Much Too Shy is a 1942 British comedy film directed by Marcel Varnel and starring George Formby, Kathleen Harrison, Hilda Bayley and Eileen Bennett. The cast includes radio star Jimmy Clitheroe (as George's brother), later "Carry On'" star Charles Hawtrey, Peter Gawthorne and Joss Ambler.

Formby's featured songs are They Laughed When I Started to Play (Formby/Cliffe), Talking to the Moon About You (Day), Delivering the Morning Milk (Formby/Gifford/Cliffe) and Andy the Handy Man, written by Eddie Latta.

Plot summary
A simple handyman, who also is an amateur artist, gets into trouble when the head and shoulders portraits of some prominent local females are sold without his knowledge to an advertising agency and are published with nude bodies added to them.

*GIVEN REQUEST A*.
In the article on Much Too Shy, turn the paragraph beginning "Much Too Shy is a 1942 British comedy film" into a short bulleted list that keeps its main facts.
*GIVEN REQUEST B*.
In the article on Much Too Shy, what does the passage from "Formby's featured songs" up to and including "added to them." read like with "newspaper" substituted for "advertising agency"?

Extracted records
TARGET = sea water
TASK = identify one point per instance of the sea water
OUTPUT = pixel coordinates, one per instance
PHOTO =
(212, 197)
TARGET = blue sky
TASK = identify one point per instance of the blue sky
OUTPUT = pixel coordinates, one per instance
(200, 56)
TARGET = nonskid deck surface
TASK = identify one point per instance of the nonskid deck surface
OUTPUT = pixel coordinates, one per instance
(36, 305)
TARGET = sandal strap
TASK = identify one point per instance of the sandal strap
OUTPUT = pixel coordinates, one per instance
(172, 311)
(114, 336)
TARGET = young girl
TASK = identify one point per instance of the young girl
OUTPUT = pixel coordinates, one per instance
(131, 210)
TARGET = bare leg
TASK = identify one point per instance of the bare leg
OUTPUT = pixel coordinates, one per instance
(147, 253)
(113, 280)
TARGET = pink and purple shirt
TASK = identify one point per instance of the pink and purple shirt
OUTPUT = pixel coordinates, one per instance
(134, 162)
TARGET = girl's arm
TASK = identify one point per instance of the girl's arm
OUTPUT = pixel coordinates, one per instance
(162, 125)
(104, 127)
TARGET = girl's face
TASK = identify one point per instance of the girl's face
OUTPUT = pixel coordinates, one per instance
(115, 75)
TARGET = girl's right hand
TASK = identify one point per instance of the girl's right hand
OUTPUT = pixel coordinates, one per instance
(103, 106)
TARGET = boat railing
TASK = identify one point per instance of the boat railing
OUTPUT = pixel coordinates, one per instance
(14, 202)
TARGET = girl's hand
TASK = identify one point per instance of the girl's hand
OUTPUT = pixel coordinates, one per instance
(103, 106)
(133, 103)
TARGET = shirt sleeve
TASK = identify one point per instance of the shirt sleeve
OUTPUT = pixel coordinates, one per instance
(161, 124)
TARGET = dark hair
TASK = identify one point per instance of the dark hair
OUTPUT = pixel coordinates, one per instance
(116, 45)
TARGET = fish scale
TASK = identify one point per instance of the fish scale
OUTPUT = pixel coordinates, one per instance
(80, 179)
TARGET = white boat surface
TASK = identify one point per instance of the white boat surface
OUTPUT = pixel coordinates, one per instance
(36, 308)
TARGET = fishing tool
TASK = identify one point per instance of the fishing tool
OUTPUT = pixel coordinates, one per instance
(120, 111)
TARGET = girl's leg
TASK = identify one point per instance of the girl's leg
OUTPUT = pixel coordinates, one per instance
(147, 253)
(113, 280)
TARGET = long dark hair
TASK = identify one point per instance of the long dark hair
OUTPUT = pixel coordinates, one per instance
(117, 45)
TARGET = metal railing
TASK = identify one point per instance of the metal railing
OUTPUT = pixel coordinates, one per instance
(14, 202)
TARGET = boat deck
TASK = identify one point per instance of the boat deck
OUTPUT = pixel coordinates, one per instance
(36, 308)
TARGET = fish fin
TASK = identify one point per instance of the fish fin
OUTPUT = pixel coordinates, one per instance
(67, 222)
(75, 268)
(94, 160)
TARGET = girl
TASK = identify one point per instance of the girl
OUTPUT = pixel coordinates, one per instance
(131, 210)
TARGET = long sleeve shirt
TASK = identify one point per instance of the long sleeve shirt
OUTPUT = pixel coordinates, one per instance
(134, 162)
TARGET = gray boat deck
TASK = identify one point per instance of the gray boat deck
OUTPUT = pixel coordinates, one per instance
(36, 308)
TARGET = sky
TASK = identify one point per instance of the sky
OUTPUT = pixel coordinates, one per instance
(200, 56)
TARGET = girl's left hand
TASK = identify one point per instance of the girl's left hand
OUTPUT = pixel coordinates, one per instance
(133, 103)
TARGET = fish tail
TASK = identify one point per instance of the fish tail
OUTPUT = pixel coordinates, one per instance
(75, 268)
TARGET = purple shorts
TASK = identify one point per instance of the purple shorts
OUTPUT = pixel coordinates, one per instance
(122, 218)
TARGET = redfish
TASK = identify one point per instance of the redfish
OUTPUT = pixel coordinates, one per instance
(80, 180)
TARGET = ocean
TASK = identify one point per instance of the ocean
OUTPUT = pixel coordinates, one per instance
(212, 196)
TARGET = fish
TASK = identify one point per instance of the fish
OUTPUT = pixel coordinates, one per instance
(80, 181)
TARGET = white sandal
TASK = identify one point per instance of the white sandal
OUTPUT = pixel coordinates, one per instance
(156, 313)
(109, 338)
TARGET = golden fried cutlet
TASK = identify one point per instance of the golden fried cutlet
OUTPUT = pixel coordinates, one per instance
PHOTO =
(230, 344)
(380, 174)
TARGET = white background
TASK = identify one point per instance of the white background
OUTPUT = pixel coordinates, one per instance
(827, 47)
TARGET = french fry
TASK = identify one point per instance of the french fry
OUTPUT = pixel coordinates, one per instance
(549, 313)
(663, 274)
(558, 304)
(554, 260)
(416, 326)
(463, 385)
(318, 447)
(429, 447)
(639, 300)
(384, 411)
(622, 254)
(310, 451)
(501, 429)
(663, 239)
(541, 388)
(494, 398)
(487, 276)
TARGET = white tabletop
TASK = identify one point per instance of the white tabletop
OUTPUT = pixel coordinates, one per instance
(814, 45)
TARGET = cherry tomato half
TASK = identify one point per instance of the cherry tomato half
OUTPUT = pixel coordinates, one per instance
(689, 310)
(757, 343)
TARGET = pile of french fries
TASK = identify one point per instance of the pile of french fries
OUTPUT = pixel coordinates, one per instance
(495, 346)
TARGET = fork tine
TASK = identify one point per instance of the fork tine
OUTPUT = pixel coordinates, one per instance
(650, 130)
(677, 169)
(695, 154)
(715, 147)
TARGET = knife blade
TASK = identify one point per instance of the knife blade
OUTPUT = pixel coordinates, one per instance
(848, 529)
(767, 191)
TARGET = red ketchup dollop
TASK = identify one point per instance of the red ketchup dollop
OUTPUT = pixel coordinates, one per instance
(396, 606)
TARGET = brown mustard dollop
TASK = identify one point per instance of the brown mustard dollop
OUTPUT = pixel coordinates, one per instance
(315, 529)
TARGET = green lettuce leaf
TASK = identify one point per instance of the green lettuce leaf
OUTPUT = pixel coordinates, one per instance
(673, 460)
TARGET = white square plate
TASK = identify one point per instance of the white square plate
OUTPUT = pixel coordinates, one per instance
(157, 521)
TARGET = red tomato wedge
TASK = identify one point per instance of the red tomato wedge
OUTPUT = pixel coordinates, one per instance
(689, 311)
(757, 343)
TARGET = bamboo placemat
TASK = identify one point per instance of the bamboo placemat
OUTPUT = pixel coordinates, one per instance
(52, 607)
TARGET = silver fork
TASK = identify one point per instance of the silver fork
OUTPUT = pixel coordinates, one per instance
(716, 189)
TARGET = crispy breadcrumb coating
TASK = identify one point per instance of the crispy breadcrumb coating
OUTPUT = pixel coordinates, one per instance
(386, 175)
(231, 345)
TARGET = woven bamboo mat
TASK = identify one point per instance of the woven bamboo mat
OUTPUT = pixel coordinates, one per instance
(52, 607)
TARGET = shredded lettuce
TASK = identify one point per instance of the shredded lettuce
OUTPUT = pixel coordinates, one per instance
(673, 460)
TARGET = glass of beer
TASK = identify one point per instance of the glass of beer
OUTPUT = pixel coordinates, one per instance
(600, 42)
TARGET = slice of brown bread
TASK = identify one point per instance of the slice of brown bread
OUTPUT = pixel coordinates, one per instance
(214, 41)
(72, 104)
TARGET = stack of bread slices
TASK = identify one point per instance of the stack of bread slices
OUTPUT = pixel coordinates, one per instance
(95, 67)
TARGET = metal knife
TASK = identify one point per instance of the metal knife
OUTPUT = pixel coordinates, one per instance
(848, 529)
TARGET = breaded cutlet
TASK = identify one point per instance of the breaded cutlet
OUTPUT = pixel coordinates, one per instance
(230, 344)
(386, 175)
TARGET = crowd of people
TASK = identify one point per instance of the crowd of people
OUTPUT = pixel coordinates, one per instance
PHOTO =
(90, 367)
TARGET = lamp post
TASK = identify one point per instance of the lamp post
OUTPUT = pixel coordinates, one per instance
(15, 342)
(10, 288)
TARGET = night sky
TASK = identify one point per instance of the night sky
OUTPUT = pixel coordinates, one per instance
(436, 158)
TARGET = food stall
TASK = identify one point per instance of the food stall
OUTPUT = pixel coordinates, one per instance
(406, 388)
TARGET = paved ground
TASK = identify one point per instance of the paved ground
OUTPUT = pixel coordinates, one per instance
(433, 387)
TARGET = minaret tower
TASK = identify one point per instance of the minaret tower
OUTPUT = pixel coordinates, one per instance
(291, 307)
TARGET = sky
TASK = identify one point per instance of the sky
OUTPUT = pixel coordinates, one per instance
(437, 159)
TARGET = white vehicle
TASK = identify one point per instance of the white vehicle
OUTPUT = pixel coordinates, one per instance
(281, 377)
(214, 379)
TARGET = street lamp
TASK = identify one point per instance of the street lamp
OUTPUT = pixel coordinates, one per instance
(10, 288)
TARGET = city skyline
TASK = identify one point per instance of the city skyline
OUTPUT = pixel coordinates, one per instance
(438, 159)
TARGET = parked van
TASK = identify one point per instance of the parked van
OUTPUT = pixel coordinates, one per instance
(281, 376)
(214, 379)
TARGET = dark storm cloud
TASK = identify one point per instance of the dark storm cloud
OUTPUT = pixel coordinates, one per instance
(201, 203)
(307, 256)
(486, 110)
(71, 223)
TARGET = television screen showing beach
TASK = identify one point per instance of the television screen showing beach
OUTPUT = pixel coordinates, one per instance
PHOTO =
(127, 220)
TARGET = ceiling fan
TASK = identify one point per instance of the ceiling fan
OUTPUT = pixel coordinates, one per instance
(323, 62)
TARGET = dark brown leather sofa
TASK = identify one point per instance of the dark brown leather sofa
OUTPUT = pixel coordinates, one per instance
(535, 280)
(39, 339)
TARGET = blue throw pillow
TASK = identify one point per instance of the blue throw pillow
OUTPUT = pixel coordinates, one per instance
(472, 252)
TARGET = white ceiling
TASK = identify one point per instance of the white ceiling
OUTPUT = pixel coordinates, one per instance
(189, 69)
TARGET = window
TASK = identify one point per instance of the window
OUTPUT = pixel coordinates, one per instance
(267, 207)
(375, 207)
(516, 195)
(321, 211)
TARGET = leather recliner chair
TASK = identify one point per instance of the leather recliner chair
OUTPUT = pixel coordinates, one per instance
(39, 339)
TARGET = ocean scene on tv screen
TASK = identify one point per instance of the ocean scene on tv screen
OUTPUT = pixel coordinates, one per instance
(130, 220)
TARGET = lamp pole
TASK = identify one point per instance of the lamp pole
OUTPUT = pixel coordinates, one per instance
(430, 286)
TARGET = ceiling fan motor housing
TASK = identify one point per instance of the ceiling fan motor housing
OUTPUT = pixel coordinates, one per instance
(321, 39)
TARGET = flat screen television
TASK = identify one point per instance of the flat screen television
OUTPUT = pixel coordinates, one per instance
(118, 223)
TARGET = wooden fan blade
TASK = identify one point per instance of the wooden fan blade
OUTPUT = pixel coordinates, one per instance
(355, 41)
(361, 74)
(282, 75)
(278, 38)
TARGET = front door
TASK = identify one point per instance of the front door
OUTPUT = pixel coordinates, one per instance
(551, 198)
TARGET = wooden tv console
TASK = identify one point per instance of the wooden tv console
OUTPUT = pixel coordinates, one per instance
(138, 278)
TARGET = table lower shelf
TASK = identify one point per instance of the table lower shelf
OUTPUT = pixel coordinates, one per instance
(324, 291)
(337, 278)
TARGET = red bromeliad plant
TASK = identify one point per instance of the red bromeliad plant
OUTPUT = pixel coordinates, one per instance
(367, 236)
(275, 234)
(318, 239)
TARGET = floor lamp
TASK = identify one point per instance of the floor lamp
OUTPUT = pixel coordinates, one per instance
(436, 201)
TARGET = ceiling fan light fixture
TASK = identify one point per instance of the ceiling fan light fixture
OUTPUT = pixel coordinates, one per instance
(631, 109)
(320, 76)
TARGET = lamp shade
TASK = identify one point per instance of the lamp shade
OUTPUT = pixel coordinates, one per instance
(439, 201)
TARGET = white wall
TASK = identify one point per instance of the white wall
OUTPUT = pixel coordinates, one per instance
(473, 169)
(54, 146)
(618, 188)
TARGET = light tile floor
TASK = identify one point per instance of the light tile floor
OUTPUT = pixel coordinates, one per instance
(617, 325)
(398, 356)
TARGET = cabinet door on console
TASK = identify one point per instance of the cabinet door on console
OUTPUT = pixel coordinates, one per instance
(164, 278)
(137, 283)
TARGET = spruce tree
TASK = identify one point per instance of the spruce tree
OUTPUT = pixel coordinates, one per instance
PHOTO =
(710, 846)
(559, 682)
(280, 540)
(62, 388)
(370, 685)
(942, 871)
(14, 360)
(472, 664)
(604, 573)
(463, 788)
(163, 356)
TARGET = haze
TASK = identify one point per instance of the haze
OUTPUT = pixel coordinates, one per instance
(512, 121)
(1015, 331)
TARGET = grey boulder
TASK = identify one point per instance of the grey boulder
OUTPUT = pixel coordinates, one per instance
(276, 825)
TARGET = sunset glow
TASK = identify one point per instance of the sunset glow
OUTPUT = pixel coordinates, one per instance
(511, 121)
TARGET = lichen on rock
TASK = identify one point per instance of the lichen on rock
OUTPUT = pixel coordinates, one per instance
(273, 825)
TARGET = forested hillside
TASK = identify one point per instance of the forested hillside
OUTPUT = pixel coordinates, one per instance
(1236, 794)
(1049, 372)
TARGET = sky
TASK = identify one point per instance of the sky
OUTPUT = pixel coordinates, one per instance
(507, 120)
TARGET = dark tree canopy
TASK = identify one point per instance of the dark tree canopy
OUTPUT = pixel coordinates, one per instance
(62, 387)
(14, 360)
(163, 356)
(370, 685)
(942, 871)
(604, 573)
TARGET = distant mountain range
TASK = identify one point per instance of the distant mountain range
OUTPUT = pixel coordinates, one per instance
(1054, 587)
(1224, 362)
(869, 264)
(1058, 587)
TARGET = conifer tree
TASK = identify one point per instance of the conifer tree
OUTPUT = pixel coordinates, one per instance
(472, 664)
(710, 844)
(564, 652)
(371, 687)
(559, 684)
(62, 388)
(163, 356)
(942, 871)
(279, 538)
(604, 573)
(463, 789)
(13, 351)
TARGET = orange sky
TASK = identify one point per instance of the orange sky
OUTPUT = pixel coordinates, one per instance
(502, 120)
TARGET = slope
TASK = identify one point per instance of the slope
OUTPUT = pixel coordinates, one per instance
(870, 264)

*WRITTEN ANSWER A*.
- 1942 British comedy film
- Directed by Marcel Varnel
- Stars George Formby, Kathleen Harrison, Hilda Bayley and Eileen Bennett
- Cast also includes radio star Jimmy Clitheroe (as George's brother), later "Carry On" star Charles Hawtrey, Peter Gawthorne and Joss Ambler

*WRITTEN ANSWER B*.
Formby's featured songs are They Laughed When I Started to Play (Formby/Cliffe), Talking to the Moon About You (Day), Delivering the Morning Milk (Formby/Gifford/Cliffe) and Andy the Handy Man, written by Eddie Latta.

Plot summary
A simple handyman, who also is an amateur artist, gets into trouble when the head and shoulders portraits of some prominent local females are sold without his knowledge to an newspaper and are published with nude bodies added to them.